• _Requirements_
Reproduce word for word the lines of the material, starting with the line that contains "Would you mind pinning the white road" and going on through the final line of the material.

• _Material for the task_
════
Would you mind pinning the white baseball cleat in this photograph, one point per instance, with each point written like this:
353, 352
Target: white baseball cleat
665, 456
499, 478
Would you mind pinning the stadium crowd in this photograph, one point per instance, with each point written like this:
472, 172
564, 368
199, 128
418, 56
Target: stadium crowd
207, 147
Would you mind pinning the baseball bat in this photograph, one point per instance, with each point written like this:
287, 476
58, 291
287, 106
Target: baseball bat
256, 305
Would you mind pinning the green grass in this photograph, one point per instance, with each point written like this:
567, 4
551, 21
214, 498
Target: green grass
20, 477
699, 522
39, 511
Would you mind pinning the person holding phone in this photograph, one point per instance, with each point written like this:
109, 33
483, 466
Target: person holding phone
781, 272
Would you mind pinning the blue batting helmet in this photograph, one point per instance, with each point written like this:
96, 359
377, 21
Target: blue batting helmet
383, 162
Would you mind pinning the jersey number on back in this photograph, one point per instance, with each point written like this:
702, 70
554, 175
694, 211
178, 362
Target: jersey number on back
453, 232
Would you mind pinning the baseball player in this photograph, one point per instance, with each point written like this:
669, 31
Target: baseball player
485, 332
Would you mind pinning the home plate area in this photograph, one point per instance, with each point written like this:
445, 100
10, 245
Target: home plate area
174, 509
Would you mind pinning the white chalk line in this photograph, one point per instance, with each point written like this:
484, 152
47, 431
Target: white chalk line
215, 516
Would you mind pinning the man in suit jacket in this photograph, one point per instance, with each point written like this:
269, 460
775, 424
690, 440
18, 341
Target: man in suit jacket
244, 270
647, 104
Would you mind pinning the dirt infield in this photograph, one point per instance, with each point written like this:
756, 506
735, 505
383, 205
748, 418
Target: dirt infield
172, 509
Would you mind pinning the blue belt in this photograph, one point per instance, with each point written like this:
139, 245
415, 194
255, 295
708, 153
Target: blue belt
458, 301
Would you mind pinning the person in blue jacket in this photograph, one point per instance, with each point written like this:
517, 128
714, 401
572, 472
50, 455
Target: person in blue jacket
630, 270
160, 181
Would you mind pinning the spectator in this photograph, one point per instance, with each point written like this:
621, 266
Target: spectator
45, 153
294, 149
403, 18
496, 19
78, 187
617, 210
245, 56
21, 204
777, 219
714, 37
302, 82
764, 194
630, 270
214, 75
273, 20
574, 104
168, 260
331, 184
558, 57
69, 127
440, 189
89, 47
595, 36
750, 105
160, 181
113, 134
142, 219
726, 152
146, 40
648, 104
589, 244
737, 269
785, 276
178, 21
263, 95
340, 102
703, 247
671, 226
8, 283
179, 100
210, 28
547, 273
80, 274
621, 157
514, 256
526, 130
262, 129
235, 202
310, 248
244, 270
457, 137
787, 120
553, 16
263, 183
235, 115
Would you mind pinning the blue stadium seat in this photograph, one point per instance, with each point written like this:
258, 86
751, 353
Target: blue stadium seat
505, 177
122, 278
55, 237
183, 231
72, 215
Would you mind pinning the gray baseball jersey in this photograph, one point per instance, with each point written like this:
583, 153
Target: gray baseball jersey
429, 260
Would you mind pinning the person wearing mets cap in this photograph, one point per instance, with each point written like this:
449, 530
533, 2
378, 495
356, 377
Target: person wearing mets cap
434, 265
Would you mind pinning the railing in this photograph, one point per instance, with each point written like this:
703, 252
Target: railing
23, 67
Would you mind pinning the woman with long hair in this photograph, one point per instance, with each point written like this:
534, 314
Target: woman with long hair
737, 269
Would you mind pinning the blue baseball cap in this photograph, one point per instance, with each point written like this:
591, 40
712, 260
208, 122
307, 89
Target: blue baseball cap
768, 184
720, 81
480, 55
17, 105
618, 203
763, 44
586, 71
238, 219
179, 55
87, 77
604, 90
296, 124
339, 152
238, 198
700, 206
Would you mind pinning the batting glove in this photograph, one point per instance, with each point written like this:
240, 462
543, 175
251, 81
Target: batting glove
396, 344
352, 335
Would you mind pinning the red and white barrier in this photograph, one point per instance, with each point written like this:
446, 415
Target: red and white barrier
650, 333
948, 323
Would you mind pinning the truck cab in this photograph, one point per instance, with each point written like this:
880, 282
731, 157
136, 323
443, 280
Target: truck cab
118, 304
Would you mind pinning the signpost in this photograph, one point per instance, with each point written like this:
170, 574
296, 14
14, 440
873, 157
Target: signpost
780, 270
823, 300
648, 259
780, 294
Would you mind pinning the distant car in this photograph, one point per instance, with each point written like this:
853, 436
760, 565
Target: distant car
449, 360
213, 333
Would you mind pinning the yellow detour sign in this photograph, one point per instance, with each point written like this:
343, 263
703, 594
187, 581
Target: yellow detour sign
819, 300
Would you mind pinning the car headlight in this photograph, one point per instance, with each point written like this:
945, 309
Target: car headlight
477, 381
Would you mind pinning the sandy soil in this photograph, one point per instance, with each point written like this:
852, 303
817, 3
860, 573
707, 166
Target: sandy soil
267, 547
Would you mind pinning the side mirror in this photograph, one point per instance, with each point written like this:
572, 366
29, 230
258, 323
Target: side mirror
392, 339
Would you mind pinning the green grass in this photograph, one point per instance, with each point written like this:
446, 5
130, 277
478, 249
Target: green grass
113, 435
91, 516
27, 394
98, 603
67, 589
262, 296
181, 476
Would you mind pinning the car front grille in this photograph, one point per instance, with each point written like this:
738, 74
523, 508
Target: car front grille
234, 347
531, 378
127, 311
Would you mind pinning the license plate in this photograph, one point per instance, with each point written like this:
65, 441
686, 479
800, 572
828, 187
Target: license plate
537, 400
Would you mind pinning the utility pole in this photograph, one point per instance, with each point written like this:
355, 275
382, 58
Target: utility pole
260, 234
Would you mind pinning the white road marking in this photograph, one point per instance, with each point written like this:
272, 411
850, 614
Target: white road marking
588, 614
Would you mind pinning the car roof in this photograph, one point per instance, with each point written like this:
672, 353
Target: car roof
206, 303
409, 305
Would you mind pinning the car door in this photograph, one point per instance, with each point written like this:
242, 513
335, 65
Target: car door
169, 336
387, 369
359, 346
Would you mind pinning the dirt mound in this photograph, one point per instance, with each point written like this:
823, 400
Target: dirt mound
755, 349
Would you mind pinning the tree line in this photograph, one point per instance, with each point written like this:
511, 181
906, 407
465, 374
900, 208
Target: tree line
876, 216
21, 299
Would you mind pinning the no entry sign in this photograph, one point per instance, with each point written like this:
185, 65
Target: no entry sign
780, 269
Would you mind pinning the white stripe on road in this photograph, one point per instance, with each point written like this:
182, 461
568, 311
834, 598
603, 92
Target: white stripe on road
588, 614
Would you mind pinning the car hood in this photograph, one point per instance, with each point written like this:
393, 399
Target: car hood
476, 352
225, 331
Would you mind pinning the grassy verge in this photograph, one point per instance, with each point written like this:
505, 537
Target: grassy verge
════
• _Solution to this task_
Would you mind pinning the white road marking in this photograph, one point per instance, with each point written like this:
272, 411
850, 614
Target: white road marking
588, 614
Would you mind pinning the car roof in this photograph, one point per instance, with each point written like this:
672, 353
Target: car roof
206, 303
409, 305
Would you mind pinning the car door in this photograph, one point per instance, with each point written like this:
242, 513
335, 65
Target: car door
169, 336
387, 369
359, 346
Would you mind pinning the dirt mound in this photograph, one point per instance, with each point written like this:
823, 400
Target: dirt mound
755, 349
Would you mind pinning the tree line in this photograph, one point per instance, with each point written like this:
511, 181
906, 407
465, 374
900, 208
Target: tree line
876, 216
21, 299
Would you mind pinning the no entry sign in this photograph, one point per instance, with each point written like this:
185, 65
Target: no entry sign
780, 269
Would you mind pinning the white stripe on road in this photograph, one point per instance, with each point written like this:
182, 461
568, 311
834, 598
603, 92
Target: white stripe on road
588, 614
Would you mind pinning the car hood in this photograph, one point per instance, with each point written like this:
393, 399
Target: car hood
476, 352
225, 331
Would you mind pinning the grassy verge in this photograph, one point per instance, with each point written like this:
505, 537
Target: grassy verge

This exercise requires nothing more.